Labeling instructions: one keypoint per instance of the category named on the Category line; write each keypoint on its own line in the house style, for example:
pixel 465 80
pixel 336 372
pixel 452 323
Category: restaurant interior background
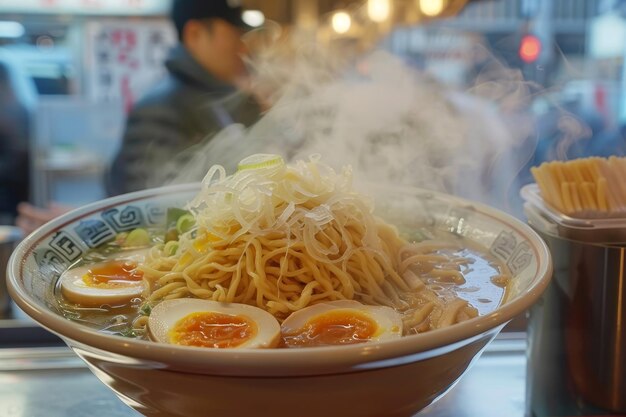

• **Work required**
Please rewrite the records above as a numbered list with one line per entry, omitting any blank lines. Keep the pictures out of the list.

• **Exercise output**
1. Labeling instructions: one keypoint per instance of the category named on the Category line; write each keypoint on its own line in the house style, for example:
2. pixel 465 80
3. pixel 336 372
4. pixel 452 323
5. Category: restaurant interior background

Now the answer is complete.